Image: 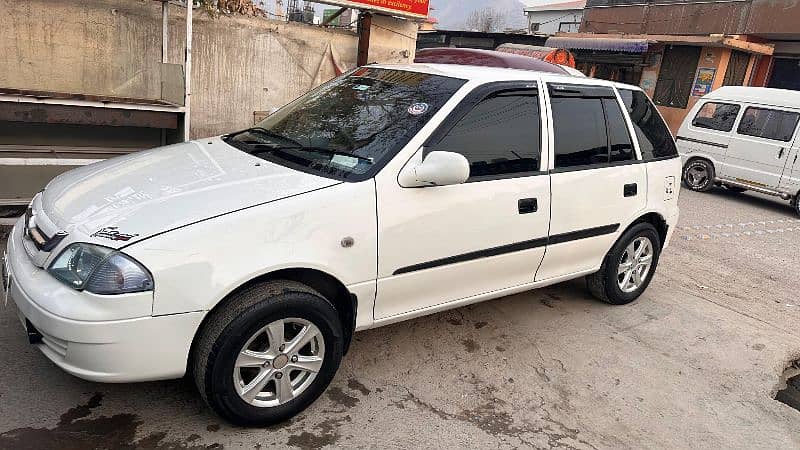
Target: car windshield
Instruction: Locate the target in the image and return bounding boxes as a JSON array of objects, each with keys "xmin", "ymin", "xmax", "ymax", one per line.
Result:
[{"xmin": 225, "ymin": 67, "xmax": 465, "ymax": 181}]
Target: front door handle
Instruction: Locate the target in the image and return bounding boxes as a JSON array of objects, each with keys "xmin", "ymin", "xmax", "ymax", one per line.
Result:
***
▸ The request: Copy out the records above with "bounding boxes" switched to "box coordinates" wherever it occurs and everything else unchanged. Leave the pictures out.

▸ Complete answer:
Image: 
Target: car windshield
Instruction: Locate the target in the image and return box coordinates as a JSON array of objects, each with keys "xmin", "ymin", "xmax", "ymax", one per line.
Result:
[{"xmin": 225, "ymin": 67, "xmax": 465, "ymax": 181}]
Target: front door handle
Instruction: Locate the target in the image and return box coordinates as a JSON array of objects, each with keys "xmin", "ymin", "xmax", "ymax", one per line.
Result:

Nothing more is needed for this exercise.